(Source extract)
..........

11: Data Analytics

11.1 Data Analytics and Managerial Accounting

11.1.1 What’s All This Noise About Data Analytics?

“Data analytics are the next big thing! They’re big! They’re a thing!”

That’s the opening line of about one quadrillion think pieces about data analytics (or business analytics or big data or maybe a half-dozen other related ideas). Then when you start to read the article, you’re drowned in a lake of jargon. Here’s the executive summary (you know, that supposedly-digestible part) of one such piece.

“Management accountants are positioned to play a key role in the implementation and application of business analytics in their organizations as they move beyond traditional, transaction-based accounting to analytics. This emerging trend will transform how management accountants analyze and interpret data for their companies.”

So. Many. Words.

Let’s try to break it down, starting from somewhere concrete and building up to what data analytics means in managerial accounting.

Companies are in an information war. See Chapters 1 through 10 of this textbook. Managers really want to know their cost and revenue functions, so they can maximize profit. Maximize profit better than the next guy and you “win” the marketplace (if not, you may start to go out of business). So, channeling Sun Tzu, information dominance wins the day.
Because of computing advances, there are a lot more chrunch-able numbers to tell us something about the firm’s cost and revenue functions. These numbers include lots of data that is not traditional accounting information.
Managerial accountants (or general accountants that have some managerial accounting roles) live their life really close to the firm’s numbers already. So it’s often our job to do the crunching.*

*Or alternatively, a firm has separate data analytics roles. Still, accountants probably work closely with the data analysts who fill those roles (accountants often call up the data department to say, “Oh, you think crunching numbers is your ally. But you merely adopted the crunchiness. I was born in it, molded by it….”)

11.1.2 Why Now?

It’s not just that computing power in supercomputers has increased. The rise of data analytics is not as much caused by advances at the top of the computing power pyramid as it is caused by advances at the bottom. High-powered computing has reached the masses. Enormously powerful computers now sit in many peoples’ pockets, and these smartphones (as well as most modern, super-powered laptop and desktop computers) are connected almost instantaneously to the world through the internet.

“But wait,” you say, “I don’t use my smartphone to do data analytics. I just waste time on social media and take a million selfies (What should my caption be. I want it to be clever.). That’s it, this whole textbook is a lie!”

True, but you are creating data. Widespread computing power (among consumers and businesses alike) means that much more of life is digitally measured, thus creating data that is often analyzed by interested companies.

..........

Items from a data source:
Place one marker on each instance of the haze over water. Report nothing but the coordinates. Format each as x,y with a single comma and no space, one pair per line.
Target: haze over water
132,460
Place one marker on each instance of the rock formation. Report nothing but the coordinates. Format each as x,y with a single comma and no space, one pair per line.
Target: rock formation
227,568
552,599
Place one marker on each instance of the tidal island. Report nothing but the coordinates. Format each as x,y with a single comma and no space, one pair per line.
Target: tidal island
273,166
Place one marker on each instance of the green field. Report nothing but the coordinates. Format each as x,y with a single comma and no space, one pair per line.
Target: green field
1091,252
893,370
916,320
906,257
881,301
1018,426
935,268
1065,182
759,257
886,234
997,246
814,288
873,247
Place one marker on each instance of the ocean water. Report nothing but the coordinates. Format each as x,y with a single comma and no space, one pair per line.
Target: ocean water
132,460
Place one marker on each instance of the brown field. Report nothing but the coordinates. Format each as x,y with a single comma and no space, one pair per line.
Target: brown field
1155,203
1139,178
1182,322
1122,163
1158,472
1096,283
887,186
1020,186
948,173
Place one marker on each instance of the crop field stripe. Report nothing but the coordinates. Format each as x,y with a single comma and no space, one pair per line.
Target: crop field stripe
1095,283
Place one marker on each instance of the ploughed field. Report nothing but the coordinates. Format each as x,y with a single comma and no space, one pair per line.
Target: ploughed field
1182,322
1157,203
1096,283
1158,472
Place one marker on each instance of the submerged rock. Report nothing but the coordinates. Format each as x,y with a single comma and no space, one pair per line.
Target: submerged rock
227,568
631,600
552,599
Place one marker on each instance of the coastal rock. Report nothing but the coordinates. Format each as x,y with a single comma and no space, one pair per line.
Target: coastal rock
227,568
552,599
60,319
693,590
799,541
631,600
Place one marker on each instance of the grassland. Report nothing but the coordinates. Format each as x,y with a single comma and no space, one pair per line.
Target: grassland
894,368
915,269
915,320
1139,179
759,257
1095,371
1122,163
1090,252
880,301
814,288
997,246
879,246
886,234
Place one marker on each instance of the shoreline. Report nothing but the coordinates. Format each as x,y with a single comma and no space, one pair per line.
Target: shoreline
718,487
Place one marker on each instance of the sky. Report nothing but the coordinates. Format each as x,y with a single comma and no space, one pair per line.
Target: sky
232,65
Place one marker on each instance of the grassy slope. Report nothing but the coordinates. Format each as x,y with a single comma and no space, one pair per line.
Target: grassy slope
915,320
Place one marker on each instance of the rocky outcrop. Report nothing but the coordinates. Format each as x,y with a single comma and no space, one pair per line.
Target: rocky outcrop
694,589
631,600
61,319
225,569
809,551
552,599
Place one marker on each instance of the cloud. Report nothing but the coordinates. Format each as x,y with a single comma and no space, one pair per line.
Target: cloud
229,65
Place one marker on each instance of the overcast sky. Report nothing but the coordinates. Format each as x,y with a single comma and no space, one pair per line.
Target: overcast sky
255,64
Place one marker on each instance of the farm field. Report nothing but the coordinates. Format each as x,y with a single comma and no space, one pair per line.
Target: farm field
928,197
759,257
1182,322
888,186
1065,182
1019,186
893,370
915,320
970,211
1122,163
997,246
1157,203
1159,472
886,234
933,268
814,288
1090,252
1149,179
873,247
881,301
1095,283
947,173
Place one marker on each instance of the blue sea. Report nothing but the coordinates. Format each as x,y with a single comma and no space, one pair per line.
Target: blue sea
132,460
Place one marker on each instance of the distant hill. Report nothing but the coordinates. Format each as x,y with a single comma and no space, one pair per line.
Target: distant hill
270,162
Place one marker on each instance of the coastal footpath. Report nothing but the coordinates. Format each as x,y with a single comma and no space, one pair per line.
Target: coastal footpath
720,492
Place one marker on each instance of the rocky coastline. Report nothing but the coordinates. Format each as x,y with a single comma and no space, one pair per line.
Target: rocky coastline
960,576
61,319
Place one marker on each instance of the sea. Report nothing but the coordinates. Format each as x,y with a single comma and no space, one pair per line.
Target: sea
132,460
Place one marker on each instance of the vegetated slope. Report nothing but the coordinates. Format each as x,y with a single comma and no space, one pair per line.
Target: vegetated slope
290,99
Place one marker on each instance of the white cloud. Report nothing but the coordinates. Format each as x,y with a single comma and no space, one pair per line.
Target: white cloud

..........

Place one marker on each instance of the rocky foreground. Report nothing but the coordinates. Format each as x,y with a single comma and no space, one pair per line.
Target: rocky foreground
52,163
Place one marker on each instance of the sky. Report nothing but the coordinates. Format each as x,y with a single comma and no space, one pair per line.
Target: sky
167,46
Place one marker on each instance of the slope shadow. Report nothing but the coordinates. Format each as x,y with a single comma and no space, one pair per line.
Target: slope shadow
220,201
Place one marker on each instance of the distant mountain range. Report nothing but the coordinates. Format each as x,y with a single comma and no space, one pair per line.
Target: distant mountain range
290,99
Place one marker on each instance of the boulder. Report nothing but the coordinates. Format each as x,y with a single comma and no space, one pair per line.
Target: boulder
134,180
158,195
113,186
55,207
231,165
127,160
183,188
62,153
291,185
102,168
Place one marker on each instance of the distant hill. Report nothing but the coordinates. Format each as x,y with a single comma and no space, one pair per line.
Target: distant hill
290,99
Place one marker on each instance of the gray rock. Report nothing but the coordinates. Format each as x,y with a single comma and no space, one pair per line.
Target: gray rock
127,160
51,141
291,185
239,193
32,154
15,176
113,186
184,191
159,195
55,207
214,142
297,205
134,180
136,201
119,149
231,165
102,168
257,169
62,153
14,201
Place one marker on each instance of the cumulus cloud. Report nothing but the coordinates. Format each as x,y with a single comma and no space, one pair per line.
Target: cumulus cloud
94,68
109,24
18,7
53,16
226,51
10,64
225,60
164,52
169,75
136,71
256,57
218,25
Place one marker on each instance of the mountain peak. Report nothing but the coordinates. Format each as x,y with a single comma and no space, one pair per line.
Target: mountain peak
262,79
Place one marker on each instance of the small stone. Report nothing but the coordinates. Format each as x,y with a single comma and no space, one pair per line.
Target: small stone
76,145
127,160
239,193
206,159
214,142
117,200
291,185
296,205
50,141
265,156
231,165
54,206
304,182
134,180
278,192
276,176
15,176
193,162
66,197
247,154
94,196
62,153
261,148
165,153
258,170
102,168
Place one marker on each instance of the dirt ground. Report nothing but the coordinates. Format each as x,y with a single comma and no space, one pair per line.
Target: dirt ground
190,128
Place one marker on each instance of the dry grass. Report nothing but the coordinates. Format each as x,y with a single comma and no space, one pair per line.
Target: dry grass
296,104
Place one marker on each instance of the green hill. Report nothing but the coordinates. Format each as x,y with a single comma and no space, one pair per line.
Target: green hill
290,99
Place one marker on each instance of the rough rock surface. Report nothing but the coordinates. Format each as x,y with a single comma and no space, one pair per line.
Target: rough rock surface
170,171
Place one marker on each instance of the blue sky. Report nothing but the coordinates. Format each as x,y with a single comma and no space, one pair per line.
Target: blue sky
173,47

..........

(Exercise set)
[A] Gather every line of the listing that contains the string "slope".
[B] Continue the textbook passage on data analytics from the point where it stops.

(Answers to the exercises)
[A]
Place one marker on each instance of the grassy slope. Report nothing but the coordinates. Format each as x,y with a single comma and no space, one pair per line.
Target: grassy slope
Place one marker on each instance of the vegetated slope. Report nothing but the coordinates. Format each as x,y with a single comma and no space, one pair per line.
Target: vegetated slope
Place one marker on each instance of the slope shadow. Report nothing but the coordinates. Format each as x,y with a single comma and no space, one pair per line.
Target: slope shadow

[B]
For example, every email you send creates an entry in a database with a plethora of metadata: originating email address, recipient email address(es), location, device email was sent from, time email was sent, subject line, length of email body, etc. And that’s without even analyzing the content of the body of the email (which is often done!).

Multiply that data creation event with many if not most of the things you do that involves a computer (including others’ computers, such as when you buy things at a store). You likely create a lot of data every day.

Why do companies care about all this data you’re creating? Because you’re part of their revenue function (either as a customer or potential customer). Or because you’re part of their cost function (perhaps in terms of your costliness as a customer or as an employee for the company or a related entity). My examples have focused on you creating data as a consumer, but the same goes for you creating data as an employee. Now that you’re creating so much data digitally, whatever your role, companies can do a lot of analysis to better understand your role in their profit function, analysis that wasn’t always possible or meaningful just a few years ago.

(Yes, as someone who has created neural networks, increased computing power does make a lot of complex analyses easier. But, more importantly I think, it has created mountains upon mountains of data that wasn’t available to be analyzed before.)

11.1.3 What Does it Mean to “Analyze” Data?

Data Analysis usually means extracting useful information from raw data by performing statistical operations on that raw data. These “statistical operations” can be very simple or very complex or anywhere in between.

Useful information is information that better informs one or more decision (this is very similar to the Chapter 7 discussion about how variance analysis should suggest action). Usually these decisions should match the Chapter 2 definition of a decision: the differing alternatives should differ in their likely cost and/or revenue.

Here’s an analogy.

There’s a board game called Guess Who?. In this board game, you and your opponent take turns asking yes-or-no questions about an unknown person. Only your opponent can see the person you are trying to guess, and only you can see the person your opponent is trying to guess. You’ve drawn this person randomly from from a common pool.

Your yes-or-no questions focus on the unknown person’s characteristics “Does this person have glasses?” “Does this person have red hair?” “Does this person watch 24 (i.e. can this person tolerate super-fakey, logic-less shows)?” Everyone in the common pool of people is on a separate flip-boards in front of you, and as the answers come in, you flip down the flip-boards that you’ve ruled out.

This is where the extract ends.